**The problem:** The records that follow need to be output exactly as they are.

━━━━━ Material supplied ━━━━━

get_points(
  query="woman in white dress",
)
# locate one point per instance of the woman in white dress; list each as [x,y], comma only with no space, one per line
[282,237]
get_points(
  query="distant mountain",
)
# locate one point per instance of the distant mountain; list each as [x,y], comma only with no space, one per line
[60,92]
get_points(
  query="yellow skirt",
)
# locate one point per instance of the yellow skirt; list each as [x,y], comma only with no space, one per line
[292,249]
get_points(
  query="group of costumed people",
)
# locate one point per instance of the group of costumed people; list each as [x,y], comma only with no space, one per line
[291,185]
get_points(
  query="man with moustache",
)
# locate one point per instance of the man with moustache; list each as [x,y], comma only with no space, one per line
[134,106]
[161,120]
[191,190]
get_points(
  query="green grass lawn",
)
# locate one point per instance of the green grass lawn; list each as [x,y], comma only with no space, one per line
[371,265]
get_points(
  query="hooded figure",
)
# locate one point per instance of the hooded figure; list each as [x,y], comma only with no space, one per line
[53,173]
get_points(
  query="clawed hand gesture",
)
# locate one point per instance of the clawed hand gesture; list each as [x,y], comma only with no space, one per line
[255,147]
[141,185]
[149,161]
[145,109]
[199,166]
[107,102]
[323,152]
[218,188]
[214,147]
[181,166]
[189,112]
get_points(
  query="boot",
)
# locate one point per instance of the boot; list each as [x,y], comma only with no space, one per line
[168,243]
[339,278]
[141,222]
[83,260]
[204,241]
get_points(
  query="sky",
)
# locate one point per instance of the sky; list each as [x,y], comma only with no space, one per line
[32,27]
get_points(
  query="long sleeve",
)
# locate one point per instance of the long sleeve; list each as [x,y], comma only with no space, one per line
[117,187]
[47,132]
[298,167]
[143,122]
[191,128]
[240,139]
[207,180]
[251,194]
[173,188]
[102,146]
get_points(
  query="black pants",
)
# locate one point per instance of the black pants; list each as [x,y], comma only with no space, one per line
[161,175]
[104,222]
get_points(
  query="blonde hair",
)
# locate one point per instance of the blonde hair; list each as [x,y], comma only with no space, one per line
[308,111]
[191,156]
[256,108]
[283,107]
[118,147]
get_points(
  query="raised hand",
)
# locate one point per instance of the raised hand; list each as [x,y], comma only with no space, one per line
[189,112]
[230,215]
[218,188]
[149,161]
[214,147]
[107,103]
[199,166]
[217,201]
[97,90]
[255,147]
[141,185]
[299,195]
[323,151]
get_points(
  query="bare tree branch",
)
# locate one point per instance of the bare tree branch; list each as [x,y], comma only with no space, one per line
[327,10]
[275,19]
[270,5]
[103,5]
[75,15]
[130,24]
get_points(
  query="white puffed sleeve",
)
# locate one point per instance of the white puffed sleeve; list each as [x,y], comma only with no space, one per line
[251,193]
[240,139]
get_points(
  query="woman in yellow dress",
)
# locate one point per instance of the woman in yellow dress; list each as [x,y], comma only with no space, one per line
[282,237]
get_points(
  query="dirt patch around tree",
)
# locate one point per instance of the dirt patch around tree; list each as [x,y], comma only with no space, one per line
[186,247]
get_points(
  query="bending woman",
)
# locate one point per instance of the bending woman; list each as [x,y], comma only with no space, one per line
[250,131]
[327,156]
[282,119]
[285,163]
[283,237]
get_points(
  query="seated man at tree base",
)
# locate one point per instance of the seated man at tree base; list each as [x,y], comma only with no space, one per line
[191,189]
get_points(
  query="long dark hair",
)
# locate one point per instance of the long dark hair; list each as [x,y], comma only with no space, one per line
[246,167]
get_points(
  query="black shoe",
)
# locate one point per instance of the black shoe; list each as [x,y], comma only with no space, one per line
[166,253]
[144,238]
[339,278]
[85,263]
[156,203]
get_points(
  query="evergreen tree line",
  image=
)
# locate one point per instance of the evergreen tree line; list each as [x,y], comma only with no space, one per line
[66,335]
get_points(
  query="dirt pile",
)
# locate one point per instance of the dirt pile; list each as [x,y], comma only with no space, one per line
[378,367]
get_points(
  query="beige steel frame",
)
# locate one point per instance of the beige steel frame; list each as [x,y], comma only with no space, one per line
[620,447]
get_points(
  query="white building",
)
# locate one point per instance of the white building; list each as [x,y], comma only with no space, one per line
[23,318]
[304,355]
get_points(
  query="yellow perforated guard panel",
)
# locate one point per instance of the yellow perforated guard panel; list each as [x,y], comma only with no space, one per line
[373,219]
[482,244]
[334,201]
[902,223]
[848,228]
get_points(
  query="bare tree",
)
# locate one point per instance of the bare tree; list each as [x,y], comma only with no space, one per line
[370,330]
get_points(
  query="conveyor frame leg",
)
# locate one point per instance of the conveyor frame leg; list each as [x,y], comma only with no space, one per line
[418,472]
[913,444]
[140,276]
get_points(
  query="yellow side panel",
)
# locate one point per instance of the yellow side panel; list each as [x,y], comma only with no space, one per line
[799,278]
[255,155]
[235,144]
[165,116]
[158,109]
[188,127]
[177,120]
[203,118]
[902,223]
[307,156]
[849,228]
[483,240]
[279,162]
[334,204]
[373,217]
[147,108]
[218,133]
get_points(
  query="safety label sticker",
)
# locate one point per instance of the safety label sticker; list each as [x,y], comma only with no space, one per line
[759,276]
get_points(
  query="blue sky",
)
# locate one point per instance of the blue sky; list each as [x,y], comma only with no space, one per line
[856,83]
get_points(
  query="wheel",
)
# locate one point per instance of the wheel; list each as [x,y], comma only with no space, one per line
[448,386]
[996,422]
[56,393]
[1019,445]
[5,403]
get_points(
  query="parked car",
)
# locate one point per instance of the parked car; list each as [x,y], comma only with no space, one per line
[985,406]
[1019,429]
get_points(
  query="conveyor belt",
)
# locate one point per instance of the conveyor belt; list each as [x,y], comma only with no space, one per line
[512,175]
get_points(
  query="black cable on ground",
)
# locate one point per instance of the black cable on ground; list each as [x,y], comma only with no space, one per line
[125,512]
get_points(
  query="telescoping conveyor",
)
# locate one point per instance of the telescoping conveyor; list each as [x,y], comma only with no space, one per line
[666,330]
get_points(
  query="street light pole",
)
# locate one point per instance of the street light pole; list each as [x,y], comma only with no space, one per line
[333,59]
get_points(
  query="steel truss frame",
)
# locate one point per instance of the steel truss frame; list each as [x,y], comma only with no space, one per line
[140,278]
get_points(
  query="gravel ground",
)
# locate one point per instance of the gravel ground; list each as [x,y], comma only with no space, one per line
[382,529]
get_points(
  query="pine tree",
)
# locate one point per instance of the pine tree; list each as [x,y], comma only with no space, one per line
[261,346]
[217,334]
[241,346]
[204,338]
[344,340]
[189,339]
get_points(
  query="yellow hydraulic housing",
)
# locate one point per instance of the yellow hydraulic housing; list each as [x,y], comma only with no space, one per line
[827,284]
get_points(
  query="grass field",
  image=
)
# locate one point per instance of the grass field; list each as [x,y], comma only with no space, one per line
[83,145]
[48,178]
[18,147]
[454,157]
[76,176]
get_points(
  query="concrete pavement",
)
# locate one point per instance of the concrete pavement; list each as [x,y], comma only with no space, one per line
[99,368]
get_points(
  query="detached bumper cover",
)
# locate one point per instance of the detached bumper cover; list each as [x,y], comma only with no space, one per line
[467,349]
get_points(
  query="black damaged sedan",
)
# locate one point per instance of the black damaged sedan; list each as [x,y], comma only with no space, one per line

━━━━━

**Completed task:**
get_points(
  query="woman in white dress",
)
# locate one point per instance of the woman in white dress; list each as [x,y], comma only with no space, one per line
[282,237]
get_points(
  query="distant mountain",
)
# locate one point per instance of the distant mountain; list each as [x,y], comma only with no space, one per line
[60,92]
get_points(
  query="yellow skirt",
)
# locate one point per instance of the yellow skirt; list each as [x,y], comma only with no space, one per line
[292,249]
get_points(
  query="group of costumed people",
)
# locate one point per instance of the group of costumed people; list each as [x,y], comma only with no space, one per line
[291,185]
get_points(
  query="man with moustache",
)
# locate one point per instance of the man with moustache; list each as [x,y], comma only with no space, one per line
[134,106]
[161,120]
[191,190]
get_points(
  query="green grass lawn",
)
# locate one point per instance of the green grass lawn; list each as [x,y], comma only with no space, one per line
[371,265]
get_points(
  query="hooded figure",
)
# locate one point per instance of the hooded figure; list each as [x,y], comma only with no space, one per line
[53,173]
get_points(
  query="clawed hand gesture",
)
# locate one point per instance of the clawed hand gesture; list each as [x,y], comma only with no space, one per line
[255,147]
[141,185]
[149,161]
[145,109]
[199,166]
[107,102]
[323,152]
[218,188]
[214,147]
[181,166]
[189,112]
get_points(
  query="boot",
)
# locate one point per instance of the boot; list each as [x,y], comma only with no space, one per line
[168,243]
[339,278]
[141,222]
[83,260]
[204,241]
get_points(
  query="sky",
)
# locate one point per instance of the sky; list each as [x,y], comma only with no space, one per line
[32,27]
get_points(
  query="long sleeve",
)
# locate one point per instance of the long sleeve; list each as [x,y], comma only with no space, one per line
[117,187]
[47,132]
[298,167]
[143,122]
[191,128]
[240,139]
[207,180]
[251,194]
[173,188]
[102,146]
get_points(
  query="black pants",
)
# locate one point per instance of the black pants; list each as [x,y], comma only with no space, one per line
[161,175]
[104,222]
get_points(
  query="blonde hair",
)
# locate one point per instance of the blonde hair; list each as [x,y], comma only with no space, one per line
[308,111]
[191,156]
[256,108]
[283,107]
[118,147]
get_points(
  query="raised hand",
)
# locate one point per instance of the raised hand; list each as [x,y], comma only with no space, one per line
[189,112]
[230,215]
[218,188]
[149,161]
[214,147]
[107,103]
[199,166]
[217,201]
[97,90]
[255,147]
[141,185]
[299,195]
[323,151]
get_points(
  query="bare tree branch",
)
# locate one point per instance of the bare tree branch; list each as [x,y], comma only with no space, one per line
[327,10]
[275,19]
[270,5]
[103,5]
[75,15]
[130,24]
get_points(
  query="white puffed sleeve",
)
# locate one point per instance of the white puffed sleeve; list each as [x,y], comma only with no space, one per line
[251,193]
[240,139]
get_points(
  query="woman in yellow dress",
)
# locate one point per instance of the woman in yellow dress; list each as [x,y], comma only with no space, one per line
[282,237]
get_points(
  query="dirt patch around tree",
)
# locate one point per instance of the dirt patch around tree; list each as [x,y], comma only with no space, one per line
[186,247]
get_points(
  query="bending woman",
)
# locate one point per instance of the bending woman; list each as [x,y], comma only with no space, one per line
[250,131]
[327,156]
[282,119]
[285,163]
[283,237]
get_points(
  query="seated man at tree base",
)
# locate one point per instance of the seated man at tree base; list each as [x,y], comma only with no space, one per line
[191,189]
get_points(
  query="long dark hair",
)
# locate one point per instance of the long dark hair; list each as [x,y], comma only with no space, one per line
[246,167]
get_points(
  query="black shoe",
)
# locate one point per instance of the black shoe; list each as [x,y], comma only with no space, one per line
[166,253]
[144,238]
[339,278]
[85,263]
[156,203]
get_points(
  query="evergreen tree line",
  image=
)
# locate one point per instance of the evergreen tree line; list each as [x,y], comma only with no space, one per line
[66,335]
get_points(
  query="dirt pile",
)
# locate one point per instance of the dirt pile; list each as [x,y], comma only with no space, one per line
[378,367]
get_points(
  query="beige steel frame",
)
# locate one point per instance of the beige steel frame; list each as [x,y], comma only with no space, one per line
[620,447]
get_points(
  query="white building",
)
# locate one point per instance of the white building; list each as [x,y], comma only with no space, one per line
[23,318]
[304,355]
get_points(
  query="yellow perforated guard panel",
)
# locate one point per instance of the yellow perforated guard panel; list each as [x,y], comma only with no space, one per line
[373,219]
[482,244]
[334,201]
[902,223]
[848,228]
get_points(
  query="bare tree",
)
# locate one point per instance of the bare tree; list each as [x,y], comma only with no space, one per line
[370,330]
get_points(
  query="conveyor frame leg",
)
# locate one point per instance of the conveyor frame leg; list each as [x,y], comma only with no space, one per line
[418,472]
[913,444]
[140,276]
get_points(
  query="yellow side panel",
)
# locate one point per instance of the yellow side panel; list each as [x,y], comma only with no space, one per line
[799,278]
[255,155]
[235,144]
[165,116]
[158,109]
[188,127]
[177,120]
[203,118]
[902,223]
[307,156]
[849,228]
[483,240]
[279,162]
[334,204]
[373,217]
[147,108]
[218,133]
get_points(
  query="safety label sticker",
)
# locate one point per instance of the safety label sticker; list each as [x,y], comma only with no space, one per line
[759,276]
get_points(
  query="blue sky",
)
# locate one point per instance of the blue sky; list each as [x,y], comma only with no space, one per line
[856,83]
get_points(
  query="wheel",
)
# locate one point per instance of the wheel; list each as [x,y], comma only with no space, one per line
[448,386]
[996,422]
[56,393]
[1019,445]
[5,403]
get_points(
  query="parked car",
)
# locate one point per instance of the parked car; list each as [x,y], comma only with no space, one per line
[985,406]
[1019,429]
get_points(
  query="conveyor belt",
)
# locate one point per instance of the conveyor belt; list each as [x,y], comma only with no space, one per line
[512,175]
get_points(
  query="black cable on ground",
)
# locate one point per instance of the black cable on ground; list each as [x,y], comma only with no space, one per line
[125,512]
get_points(
  query="telescoping conveyor",
)
# locate one point per instance of the telescoping conveyor; list each as [x,y], comma only with no space, one per line
[666,330]
get_points(
  query="street light pole",
)
# locate one point per instance of the street light pole; list each as [x,y], comma only with no space, one per line
[333,59]
get_points(
  query="steel truss frame",
)
# locate one point per instance of the steel truss frame; list each as [x,y], comma only with no space, one per line
[140,278]
get_points(
  query="gravel ground",
)
# locate one point per instance of the gravel ground; list each as [x,y], comma only with no space, one per line
[382,529]
get_points(
  query="pine tree",
)
# locate one point per instance of the pine tree; list each as [x,y], comma only with no space, one per line
[261,346]
[217,334]
[241,346]
[204,338]
[344,340]
[189,339]
get_points(
  query="yellow hydraulic housing",
)
# locate one point per instance of the yellow hydraulic housing; list each as [x,y], comma only with no space, one per line
[827,284]
get_points(
  query="grass field",
  image=
)
# locate one point per instance of the grass field; list each as [x,y], comma only with no space, one per line
[83,145]
[48,178]
[18,147]
[454,157]
[76,176]
get_points(
  query="concrete pavement",
)
# locate one point per instance of the concrete pavement; list each as [x,y], comma only with no space, one per line
[99,368]
get_points(
  query="detached bumper cover",
)
# locate one point per instance of the detached bumper cover; list each as [x,y], comma only with no space, one per line
[467,349]
get_points(
  query="black damaged sedan",
)
# locate one point per instance of the black damaged sedan; list each as [x,y], comma only with no space, one per line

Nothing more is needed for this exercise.